● **STATED EXERCISE**
Gather every line of the rows below that contains the word "then". Case counts.

Object detection data
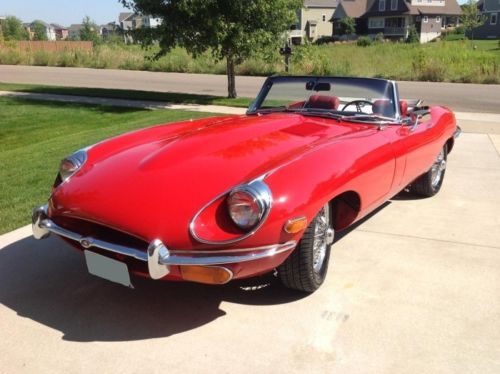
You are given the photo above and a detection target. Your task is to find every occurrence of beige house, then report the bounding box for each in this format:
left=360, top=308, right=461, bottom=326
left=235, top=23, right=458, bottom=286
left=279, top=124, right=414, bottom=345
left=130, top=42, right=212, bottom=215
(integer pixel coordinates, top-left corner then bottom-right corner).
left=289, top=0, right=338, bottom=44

==

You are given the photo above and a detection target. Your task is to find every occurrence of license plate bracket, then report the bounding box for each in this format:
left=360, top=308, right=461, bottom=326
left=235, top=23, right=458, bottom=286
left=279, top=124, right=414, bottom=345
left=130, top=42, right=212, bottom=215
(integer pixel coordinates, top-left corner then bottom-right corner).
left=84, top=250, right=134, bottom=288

● **THE ANSWER**
You are given the photo above and a detection target. Your task is to find every occurrence of beige house, then report the bounding box for each in this format:
(integer pixel coordinates, top-left corner then bottom-right corner).
You are given the photo above and a detection target. Your task is to find every occurrence of license plate bracket, then report the bounding box for each in this format:
(integer pixel coordinates, top-left corner then bottom-right corner).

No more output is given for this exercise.